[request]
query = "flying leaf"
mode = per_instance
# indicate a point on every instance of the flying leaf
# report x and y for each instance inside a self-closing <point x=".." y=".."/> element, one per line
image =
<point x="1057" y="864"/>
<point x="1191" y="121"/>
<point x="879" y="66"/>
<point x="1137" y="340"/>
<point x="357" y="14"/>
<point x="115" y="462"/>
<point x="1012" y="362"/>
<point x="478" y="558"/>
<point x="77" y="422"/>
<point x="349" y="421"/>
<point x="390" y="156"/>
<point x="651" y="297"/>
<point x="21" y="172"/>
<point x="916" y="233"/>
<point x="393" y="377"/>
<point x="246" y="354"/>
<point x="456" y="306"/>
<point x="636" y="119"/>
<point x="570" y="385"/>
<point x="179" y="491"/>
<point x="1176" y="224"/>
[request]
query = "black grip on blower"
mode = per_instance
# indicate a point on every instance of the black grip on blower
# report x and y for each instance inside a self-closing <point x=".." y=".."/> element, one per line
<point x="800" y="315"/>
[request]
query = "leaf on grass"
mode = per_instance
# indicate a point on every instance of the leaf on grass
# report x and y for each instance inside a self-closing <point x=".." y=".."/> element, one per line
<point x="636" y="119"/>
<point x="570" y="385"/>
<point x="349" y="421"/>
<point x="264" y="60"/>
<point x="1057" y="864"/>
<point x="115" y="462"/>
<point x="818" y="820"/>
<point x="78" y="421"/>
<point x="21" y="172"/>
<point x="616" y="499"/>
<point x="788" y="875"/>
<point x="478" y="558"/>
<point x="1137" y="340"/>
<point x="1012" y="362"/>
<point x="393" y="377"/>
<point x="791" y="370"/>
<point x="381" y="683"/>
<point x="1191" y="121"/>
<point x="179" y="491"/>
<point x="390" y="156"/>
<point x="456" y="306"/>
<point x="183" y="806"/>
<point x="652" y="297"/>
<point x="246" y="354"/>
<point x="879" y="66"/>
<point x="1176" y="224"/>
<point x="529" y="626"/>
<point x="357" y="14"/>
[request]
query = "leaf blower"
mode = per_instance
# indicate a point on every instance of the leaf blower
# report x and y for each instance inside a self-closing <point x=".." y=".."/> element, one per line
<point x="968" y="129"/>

#### DIRECTION:
Reproduce the material above in full, line for line, without altering anything.

#### TASK OUTPUT:
[request]
query = "flying leaf"
mode = per_instance
# indicate a point on every instance of the flying leaf
# report x and y for each instance inside a self-closing <point x=".." y=".."/> element, one per line
image =
<point x="1057" y="864"/>
<point x="1191" y="121"/>
<point x="879" y="66"/>
<point x="1137" y="340"/>
<point x="357" y="14"/>
<point x="115" y="462"/>
<point x="1012" y="362"/>
<point x="478" y="558"/>
<point x="77" y="422"/>
<point x="349" y="421"/>
<point x="390" y="156"/>
<point x="651" y="297"/>
<point x="21" y="172"/>
<point x="916" y="233"/>
<point x="393" y="377"/>
<point x="246" y="354"/>
<point x="456" y="306"/>
<point x="636" y="119"/>
<point x="570" y="385"/>
<point x="179" y="491"/>
<point x="1176" y="224"/>
[request]
query = "black grip on blower"
mode = per_instance
# indicate a point on every instance of the black grip on blower
# report x and y for each instance inside a self-closing <point x=".." y=".."/> element, one per line
<point x="800" y="315"/>
[request]
query = "leaf on grass"
mode = per_instance
# indicate a point on every instance of the leaf on grass
# report x and y for each instance inside a self-closing <point x=".." y=".."/> element, one per line
<point x="636" y="119"/>
<point x="570" y="385"/>
<point x="349" y="421"/>
<point x="264" y="60"/>
<point x="1057" y="864"/>
<point x="115" y="462"/>
<point x="818" y="820"/>
<point x="78" y="421"/>
<point x="21" y="172"/>
<point x="616" y="499"/>
<point x="788" y="875"/>
<point x="478" y="558"/>
<point x="1137" y="340"/>
<point x="1012" y="362"/>
<point x="393" y="377"/>
<point x="791" y="370"/>
<point x="381" y="683"/>
<point x="1191" y="121"/>
<point x="179" y="491"/>
<point x="390" y="156"/>
<point x="456" y="306"/>
<point x="183" y="806"/>
<point x="652" y="297"/>
<point x="246" y="354"/>
<point x="879" y="66"/>
<point x="1176" y="224"/>
<point x="529" y="626"/>
<point x="357" y="14"/>
[request]
query = "leaf blower"
mode = per_instance
# indicate a point on every instance of the leaf blower
# report x and y for each instance inside a self-closing <point x=".." y=".."/> element, one per line
<point x="968" y="129"/>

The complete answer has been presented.